------ Brano da leggere ------
Senza titolo 72

Namescrausing. Quella dei moniker delle band -va da sé, ind*e– è la favola bella che solletica le più crasse ilarità o i più folgoranti interessi. Quante volte davanti a un browsing ci viene la tentazione di cliccare su quell’unico file della cartella che raccoglie tutti i pezzi senz’album, poveri orfani, solo perché si chiama Mondo Fumatore o Protassov? E quante ancora, saltando nella foresta dei link che parte da un qualsiasi post nel guestbook di quella superba webradio svedese, scopriamo come abbiamo vissuto per anni senza The Early Morning Stillness Is Broken, oppure Suburban Kids With Biblical Name, quando non piuttosto I Love You But I’ve Chosen Darkness? Credo che un nome collettivo sia quanto mai rivelatore -e più è lungo più dice- salvo scoprire come a volte dietro indicazioni abbaglianti si nascondano fetidi portatori di cattiva musica (cit.)… Per mio conto, pur non avendo mai imbracciato nè tasteggiato nè pestato un qualsiasi strumento (strano, eh?), vorrei tanto fondare i Teletext Maniacs… o i Zeegoolee Candies… naturalmente indiepop zuccheroso…

Pro e contro. Renzo Stefanel, recensendo per Rockit il live offlago di venerdì, usa parole esagerate nei miei confronti, che bucano la soglia del mio imbarazzo soprattutto perché pubbliche. La stima è sinceramente ricambiata. Grazie, amico.

Mentre mettevo brodaglia sotto forma di disco, domenica verso sera, mi si avvicinano due baldi ragazzotti da tempo larvatamente antipatizzanti nei miei confronti, un po’ piccati dall’aver letto -con anni di ritardo- il mio pezzullo a tema ciosoto su venessia.com… dimostrando così che quanto è scritto è tutt’altro che falso. Avessero almeno interpretato le parole col giusto spirito (a cominciare dall’ospitalità offertami da un sito che sa anche essere ironico e autoironico), mi avrebbero riconosciuto -tra le righe è assolutamente percepibile- un dissimulato orgoglio di far parte, se non di questa socìetas, almeno di queste mura: diverso come sono dal fenotipo veneziano, ma veneziano di fronte al mondo. La riprova nell’ilarità con cui i lavoratori ACTV -all’80% clodiensi- hanno affisso nella loro stanza alle Fondamenta Nove una stampa del pezzo, e nell’apprezzamento di altra giovane concittadina lettrice del sito di Stefano Soffiato. E non c’è niente da capire, come diceva quello.
------ Record mostrati ------
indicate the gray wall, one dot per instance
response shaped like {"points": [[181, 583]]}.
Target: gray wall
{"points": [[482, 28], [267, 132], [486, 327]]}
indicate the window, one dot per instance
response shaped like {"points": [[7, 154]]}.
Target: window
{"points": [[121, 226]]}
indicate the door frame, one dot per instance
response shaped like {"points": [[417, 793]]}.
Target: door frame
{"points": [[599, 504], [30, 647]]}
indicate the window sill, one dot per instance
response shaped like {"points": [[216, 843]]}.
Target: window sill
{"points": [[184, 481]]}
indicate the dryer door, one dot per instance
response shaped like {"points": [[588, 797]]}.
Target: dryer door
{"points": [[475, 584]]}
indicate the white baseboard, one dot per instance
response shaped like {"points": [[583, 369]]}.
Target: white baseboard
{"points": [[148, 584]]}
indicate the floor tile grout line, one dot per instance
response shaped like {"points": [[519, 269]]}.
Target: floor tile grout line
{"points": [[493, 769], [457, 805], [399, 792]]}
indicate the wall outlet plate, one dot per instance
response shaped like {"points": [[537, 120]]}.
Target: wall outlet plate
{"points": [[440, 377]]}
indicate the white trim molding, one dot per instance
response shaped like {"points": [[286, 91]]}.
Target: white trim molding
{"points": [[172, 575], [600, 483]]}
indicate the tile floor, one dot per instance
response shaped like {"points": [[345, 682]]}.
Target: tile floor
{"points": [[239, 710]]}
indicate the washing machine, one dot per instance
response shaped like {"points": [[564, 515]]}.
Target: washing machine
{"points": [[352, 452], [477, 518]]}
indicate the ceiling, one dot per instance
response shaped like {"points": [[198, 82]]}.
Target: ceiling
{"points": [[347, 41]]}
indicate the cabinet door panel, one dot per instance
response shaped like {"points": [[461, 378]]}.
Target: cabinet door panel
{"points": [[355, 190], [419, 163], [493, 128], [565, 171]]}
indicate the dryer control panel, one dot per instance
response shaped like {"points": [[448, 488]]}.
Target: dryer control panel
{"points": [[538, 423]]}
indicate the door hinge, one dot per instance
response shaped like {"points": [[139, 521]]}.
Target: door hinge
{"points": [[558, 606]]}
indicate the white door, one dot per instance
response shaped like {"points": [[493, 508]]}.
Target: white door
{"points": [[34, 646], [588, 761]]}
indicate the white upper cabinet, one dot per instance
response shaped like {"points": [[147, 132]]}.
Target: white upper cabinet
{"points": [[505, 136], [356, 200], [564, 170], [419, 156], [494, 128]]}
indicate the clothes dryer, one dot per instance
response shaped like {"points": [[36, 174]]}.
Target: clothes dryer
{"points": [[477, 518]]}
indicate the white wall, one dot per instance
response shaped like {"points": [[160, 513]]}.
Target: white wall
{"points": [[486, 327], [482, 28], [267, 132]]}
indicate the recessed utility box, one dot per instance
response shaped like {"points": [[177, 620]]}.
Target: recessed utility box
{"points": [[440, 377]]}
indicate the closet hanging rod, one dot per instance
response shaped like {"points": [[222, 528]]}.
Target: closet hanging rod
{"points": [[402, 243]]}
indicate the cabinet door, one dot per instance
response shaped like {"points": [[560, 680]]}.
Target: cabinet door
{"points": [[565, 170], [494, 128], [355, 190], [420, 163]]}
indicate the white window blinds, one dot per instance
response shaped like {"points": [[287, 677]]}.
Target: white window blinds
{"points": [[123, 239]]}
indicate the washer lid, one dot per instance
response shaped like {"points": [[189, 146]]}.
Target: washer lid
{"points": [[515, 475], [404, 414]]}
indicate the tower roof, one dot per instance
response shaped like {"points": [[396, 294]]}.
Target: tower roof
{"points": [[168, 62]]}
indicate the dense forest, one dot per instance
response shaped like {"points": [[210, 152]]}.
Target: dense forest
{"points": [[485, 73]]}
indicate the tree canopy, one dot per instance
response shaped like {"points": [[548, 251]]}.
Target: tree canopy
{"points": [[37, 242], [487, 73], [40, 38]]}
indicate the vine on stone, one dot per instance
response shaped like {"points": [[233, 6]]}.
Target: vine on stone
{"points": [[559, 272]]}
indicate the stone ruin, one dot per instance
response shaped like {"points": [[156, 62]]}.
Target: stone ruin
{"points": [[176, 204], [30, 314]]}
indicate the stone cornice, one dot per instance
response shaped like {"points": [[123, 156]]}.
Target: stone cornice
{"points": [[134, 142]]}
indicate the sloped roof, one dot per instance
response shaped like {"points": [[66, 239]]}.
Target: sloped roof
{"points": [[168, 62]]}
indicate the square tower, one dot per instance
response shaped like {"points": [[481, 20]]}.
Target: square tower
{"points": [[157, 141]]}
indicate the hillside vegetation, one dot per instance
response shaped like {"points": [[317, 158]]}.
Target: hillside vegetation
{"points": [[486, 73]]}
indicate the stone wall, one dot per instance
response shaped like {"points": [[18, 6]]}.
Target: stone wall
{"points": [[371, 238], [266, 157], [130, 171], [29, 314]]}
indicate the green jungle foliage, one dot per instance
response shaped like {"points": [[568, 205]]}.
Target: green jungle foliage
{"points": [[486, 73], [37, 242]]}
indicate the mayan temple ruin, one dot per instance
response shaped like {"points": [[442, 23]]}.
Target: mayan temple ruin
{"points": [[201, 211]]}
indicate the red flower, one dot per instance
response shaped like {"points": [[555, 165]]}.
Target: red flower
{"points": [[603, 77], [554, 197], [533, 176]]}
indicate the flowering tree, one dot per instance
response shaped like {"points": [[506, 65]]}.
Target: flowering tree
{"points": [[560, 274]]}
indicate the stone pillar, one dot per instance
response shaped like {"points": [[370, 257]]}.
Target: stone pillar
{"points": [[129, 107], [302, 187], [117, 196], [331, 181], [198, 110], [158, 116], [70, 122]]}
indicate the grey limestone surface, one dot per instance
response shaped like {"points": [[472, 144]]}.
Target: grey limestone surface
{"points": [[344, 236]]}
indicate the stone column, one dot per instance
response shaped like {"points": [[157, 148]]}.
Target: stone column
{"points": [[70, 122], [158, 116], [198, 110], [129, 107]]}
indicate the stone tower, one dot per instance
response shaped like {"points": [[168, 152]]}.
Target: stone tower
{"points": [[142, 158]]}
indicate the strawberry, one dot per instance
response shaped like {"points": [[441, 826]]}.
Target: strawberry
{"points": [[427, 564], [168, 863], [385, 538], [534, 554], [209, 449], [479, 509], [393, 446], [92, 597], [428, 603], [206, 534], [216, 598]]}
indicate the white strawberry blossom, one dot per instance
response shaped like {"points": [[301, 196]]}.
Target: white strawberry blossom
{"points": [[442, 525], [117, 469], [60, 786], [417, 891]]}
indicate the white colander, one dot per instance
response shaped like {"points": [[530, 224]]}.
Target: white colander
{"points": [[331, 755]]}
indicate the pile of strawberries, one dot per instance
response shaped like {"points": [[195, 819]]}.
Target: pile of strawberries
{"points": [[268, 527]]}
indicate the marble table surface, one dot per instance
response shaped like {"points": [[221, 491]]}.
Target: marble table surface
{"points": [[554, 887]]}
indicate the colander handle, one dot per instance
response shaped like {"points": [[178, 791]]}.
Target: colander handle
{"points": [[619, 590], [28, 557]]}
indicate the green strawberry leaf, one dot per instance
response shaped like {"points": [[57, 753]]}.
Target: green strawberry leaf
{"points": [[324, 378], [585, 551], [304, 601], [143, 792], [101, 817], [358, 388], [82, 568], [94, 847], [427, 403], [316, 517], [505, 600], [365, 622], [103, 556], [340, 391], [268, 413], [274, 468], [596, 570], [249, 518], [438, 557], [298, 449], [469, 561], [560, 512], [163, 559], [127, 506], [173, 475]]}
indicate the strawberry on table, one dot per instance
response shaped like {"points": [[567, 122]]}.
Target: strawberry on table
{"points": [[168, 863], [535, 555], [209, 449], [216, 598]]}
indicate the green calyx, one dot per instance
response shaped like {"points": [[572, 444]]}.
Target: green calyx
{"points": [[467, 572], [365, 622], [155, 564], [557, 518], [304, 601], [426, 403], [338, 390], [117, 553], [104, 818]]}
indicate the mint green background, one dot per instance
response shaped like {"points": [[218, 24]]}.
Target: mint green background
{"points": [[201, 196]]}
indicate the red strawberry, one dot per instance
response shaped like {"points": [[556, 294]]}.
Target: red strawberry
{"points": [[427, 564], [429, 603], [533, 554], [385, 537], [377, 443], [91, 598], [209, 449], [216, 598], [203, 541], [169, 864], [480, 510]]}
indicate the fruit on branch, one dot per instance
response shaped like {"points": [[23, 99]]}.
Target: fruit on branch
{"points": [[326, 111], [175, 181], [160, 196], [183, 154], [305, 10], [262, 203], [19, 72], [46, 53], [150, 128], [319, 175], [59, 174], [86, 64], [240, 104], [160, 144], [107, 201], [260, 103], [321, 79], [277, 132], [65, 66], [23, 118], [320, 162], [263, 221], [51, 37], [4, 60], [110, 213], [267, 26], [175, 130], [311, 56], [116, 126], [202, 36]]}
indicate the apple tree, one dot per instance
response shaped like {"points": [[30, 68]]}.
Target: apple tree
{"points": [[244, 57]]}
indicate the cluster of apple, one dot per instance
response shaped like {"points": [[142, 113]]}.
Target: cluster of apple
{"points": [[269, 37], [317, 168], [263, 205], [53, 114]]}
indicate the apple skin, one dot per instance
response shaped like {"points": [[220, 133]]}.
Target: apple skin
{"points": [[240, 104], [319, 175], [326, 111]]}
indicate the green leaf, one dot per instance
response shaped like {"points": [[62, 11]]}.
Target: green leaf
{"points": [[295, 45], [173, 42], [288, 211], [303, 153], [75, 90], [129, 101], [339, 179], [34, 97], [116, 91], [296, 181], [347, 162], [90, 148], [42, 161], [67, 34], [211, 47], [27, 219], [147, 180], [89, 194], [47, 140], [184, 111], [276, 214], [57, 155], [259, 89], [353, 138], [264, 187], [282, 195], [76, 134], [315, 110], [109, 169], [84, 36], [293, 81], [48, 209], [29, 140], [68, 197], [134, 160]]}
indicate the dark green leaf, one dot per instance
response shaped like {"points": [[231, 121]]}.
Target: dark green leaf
------
__Esercizi__:
- a) Riscrivi i record dalla riga che contiene "indicate the dark" fino alla fine dei record, entrambe incluse. Sostituisci "dark green leaf" con "pale green leaf" e lascia invariato tutto il resto.
- b) Scrivi il seguito del brano da leggere, riprendendo subito dopo la sua ultima frase.

__Soluzioni__:
- a)
indicate the pale green leaf, one dot per instance
response shaped like {"points": [[231, 121]]}.
Target: pale green leaf

- b)
Uhm

vabbè… è tornato… ogni stop è solo un altro start, si sa. Gùd lach, Enzino Potlach.


L’estate non esiste, è solo un inverno meno freddo.
Non so come valutare il fatto che questo mio 2005 sia caratterizzato per la più parte da ascolti folkpop, folktronici o comunque lontani svariate entità di tempo-luce dalla fregola da dancefloor che pare avere assorbito tant* stimat* collegh*. Tant’è, ‘Mugimama, is this monkey music?’ di Mugison mi stende con due mosse, calando dall’Islanda-tierra-querida col suo bagaglio di strumenti da palco -Enrico dei Gund ne narra mirabilie, in versione live- e di pelle d’oca. Salvo qualche eccesso rumorista, il paradigma dell’album della maturità è condensato in ‘What I would say in your funeral’ e soprattutto da ‘2 birds‘, toccante elegia a due voci. Scacco matto. Ah, curiosissima la copertina, che a noi chioggiotti ricorda i quadri di Walter Pregnolato 🙂

Effetto invece di consueta perlustrazione quasi notturna la scoperta del gallico Domotic, il cui accattivante nomignolo (e dalli) rimanda coscienziosamente a un uso casalingo dell’elettronica. Infatti l’ascolto del nuovo  ‘Ask the tiger‘ non tradisce, partendo Casiotone4tPA e finendo M83, rivelandosi insomma un elettropop non convenzionale e tutto sommato rinfrancante. Risonanza Magnetica per recensire il precedente ‘Bye bye’ riporta quanto altri (Neural, Kathodik) hanno detto, chiamando in causa "il dream pop anni ’80 attualizzato da glitch e micro-beat, fra analogico e digitale, le ballate folktroniche degli Yo La Tengo o le recenti armonie di Dntel, sembra seguire la strada dei gruppi della Morr Music (ed in particolare degli Isan) arricchendo i loop elettronici con la grazia dei tiny-sounds su pro-Tools". Pare quindi che questo Stephane Laporte abbia fatto centro: ad ascoltare ‘I hate you for ever‘ l’apertura di credito si concede senza difficoltà.

Chi può vada!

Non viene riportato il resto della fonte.